Exercise instructions
a – Summarize the post about the tonsil surgery in two sentences.
b – Name every kind of medical professional the post about the tonsil surgery mentions seeing.
c – Carry on the post about the tonsil surgery from its final line.

Provided text
>>>
You see for the last 7 months I have had the most inflamed pus filled tonsils. The GP tried 3 different antibiotics before I was referred and as soon as the ENT saw them he got all animated and said they were rippers. I think that is good for him, but not necessarily for me. He even got out his little microscope thing and stuck that down my throat. He said they were full of gunk and no amount of antibiotics was going to clear them.

Yes, they have been sore, especially when I talk too much. Now don’t start on my talking! But come April Fool’s Day they will be gone. I will be in hospital overnight. Mother arrives Monday so I am spending the weekend cleaning and tidying. She then takes the kids back to Melbourne next Friday for the school holidays and I have a week to lie in front of the telly watching Dexter and other assorted shows and movies that friends have sent me!  do some serious work on my thesis. As I have this weekend off work, all in all I get 17 days off. Pretty cool, even though I will be in pain.

Now I don’t care much for anaesthesia.  My most vivid memory of the extraction of my 5 wisdom teeth, apart from one of the ladies in my ward having had a breast enhancement and her (ex?) husband was a celebrity from a well known 70s rock band who popped in for a visit, was vomiting through a clenched mouth after the anaesthetic. I had my pre-admission appointment this week and the nurse told me that I probably vomited from that because I swallowed lots of blood. I commented that I also vomited a lot after my laparoscopy, but that may have been the revolting cucumber sandwiches served at the Flinders Medical Centre! Oh and I did ask her how much blood I would be swallowing from the tonsils. Der!
<<<
Data
>>>
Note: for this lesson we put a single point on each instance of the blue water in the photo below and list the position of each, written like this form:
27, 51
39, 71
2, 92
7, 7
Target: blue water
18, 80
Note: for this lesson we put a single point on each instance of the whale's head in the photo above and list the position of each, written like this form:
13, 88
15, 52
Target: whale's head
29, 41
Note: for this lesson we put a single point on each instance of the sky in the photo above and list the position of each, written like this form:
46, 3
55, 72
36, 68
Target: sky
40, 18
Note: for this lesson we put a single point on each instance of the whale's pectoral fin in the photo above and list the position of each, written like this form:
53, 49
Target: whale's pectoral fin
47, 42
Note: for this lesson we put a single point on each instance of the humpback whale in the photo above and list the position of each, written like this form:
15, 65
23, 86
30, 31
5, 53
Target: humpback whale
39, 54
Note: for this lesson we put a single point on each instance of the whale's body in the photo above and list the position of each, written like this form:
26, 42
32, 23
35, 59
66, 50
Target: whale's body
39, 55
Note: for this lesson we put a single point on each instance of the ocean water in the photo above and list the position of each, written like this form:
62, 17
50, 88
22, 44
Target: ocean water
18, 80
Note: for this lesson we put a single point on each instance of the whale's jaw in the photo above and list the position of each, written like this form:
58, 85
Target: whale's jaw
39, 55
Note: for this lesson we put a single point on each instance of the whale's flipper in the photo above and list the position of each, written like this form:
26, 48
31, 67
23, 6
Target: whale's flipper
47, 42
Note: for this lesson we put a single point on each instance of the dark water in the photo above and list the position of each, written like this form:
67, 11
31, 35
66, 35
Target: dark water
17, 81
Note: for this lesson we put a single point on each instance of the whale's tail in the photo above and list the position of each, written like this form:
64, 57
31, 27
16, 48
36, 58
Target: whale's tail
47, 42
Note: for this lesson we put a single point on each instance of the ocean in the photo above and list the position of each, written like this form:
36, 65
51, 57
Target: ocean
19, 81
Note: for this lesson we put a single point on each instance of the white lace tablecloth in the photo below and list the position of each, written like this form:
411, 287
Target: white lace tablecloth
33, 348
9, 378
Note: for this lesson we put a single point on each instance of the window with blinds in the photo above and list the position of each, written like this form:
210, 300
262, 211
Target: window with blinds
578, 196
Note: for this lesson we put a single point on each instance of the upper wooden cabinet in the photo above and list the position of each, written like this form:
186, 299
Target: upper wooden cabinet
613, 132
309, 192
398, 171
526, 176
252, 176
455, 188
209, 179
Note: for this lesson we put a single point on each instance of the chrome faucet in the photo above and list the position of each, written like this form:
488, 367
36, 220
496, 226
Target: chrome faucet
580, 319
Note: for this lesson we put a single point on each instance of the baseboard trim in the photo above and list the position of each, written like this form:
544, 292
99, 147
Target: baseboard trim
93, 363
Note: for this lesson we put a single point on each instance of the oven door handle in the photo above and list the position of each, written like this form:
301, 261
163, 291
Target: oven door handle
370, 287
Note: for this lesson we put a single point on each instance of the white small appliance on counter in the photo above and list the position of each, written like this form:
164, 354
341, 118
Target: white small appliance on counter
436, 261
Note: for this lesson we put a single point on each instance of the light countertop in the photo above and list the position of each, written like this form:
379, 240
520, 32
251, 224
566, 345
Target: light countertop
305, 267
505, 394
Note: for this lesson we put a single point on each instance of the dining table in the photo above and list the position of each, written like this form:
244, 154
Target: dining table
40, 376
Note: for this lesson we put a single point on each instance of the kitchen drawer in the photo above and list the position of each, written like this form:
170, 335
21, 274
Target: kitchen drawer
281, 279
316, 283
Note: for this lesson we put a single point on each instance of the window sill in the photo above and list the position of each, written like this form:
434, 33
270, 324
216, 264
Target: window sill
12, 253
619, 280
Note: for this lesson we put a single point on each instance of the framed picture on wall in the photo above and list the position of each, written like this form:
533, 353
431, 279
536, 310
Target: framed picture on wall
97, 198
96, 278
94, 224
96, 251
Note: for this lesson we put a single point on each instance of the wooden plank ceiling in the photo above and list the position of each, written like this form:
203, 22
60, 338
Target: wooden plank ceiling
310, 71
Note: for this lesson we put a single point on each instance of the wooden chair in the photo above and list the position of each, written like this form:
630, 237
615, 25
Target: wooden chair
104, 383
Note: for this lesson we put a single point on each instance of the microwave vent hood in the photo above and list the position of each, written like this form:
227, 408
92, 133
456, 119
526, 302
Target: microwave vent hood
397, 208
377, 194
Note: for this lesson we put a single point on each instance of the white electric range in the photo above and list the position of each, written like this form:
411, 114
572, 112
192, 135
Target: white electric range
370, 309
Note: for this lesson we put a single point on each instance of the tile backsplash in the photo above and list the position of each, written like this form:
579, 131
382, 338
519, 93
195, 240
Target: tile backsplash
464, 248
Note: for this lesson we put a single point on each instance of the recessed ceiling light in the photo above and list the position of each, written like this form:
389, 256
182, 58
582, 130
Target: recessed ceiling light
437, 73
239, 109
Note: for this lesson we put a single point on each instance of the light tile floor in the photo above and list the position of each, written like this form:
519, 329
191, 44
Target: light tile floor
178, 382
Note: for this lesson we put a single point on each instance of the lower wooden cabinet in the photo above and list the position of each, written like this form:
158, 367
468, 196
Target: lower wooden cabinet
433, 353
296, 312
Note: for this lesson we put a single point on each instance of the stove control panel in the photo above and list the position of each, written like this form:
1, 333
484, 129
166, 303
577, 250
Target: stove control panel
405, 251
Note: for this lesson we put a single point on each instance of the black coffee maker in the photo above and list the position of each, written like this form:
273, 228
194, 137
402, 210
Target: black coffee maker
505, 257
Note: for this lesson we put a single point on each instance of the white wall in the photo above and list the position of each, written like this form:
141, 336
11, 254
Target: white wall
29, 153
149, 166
<<<
Solved tasks
a – After seven months of inflamed, pus-filled tonsils that three different antibiotics failed to clear, the writer saw an ENT who said no amount of antibiotics would clear them, so the tonsils will be removed on April Fool's Day with an overnight hospital stay. With 17 days off, the writer plans to rest and work on a thesis while the children go to Melbourne with the writer's mother, though the writer does not care much for anaesthesia after vomiting following a wisdom-teeth extraction and a laparoscopy.

b –
- GP
- ENT
- Nurse

c –
But no, I hate the thought of an anaesthetic.  This is not helped by someone I knew once whose mother went in for a simple procedure and never woke up from the anaesthetic and was a vegetable for many many years. (Oh and if that does happen to me, which would not surprise me, can someone please publish some of my work?)

So most people at work know I am going to hospital. And most know why. We have a lad who is a bit of a Casanova in one of the departments. He has tried it on with most of the young things at work, and from the stories gotten to places he would never get with me! But that does not stop a 21yo who thinks he is a god trying it on from time to time with a 35yo mother of 2!

Yesterday he comes up to me: “Fi, we should go out on the town again one night, you know Gilligans’s Dancefloor, you and me…” (I should say that a couple of months ago he was at a colleagues farewell where I may well have been at Gilligans, but I was not at all under the influence and I had an early night home!)

“M,” I said, “Very tempting as that is, it will have to wait until after my operation.”

“Aw, Fi, are you sick? What are you having done?” he asked, pretending to be concerned.
“Well, they have finally agreed to remove my balls. It seems the hormones have worked pretty well and they have decided to go ahead with the surgery.”

The look on his face was priceless. I turned around and his manager was doubled up with laughter. I walked away trying not to laugh!

Of course that didn’t stop him asking today if he could have a feel so I did my best ‘When I trained you, don’t you remember my big talk on sexual harassment and discrimination?’  Poor lad. Hope I haven’t scarred him for life!

Oh and for those interested… Cairns Private Hosptial.  Overnight stay. They said something about no mobile phones in the ward, but I might have misunderstood ;) If not the number to pester me on is 07 4052 5200!  I am booked in under my married name because I am not going to pay for a formal marriage certificate to prove a name change so I can change it back to my maiden name so will wait for the decree nisi and have it spelt out on that! And it is a corker name too, or so some say! So flowers and bottles of gin… No, I will not be living on ice-cream! Margaritas all the way, with the occasional Daiquiri and gin and tonic jelly!

And yes, behind the humour I really am sh*t scared, not only about the anaesthetic, but also the pain afterwards.  Positive toughts would be appreciated!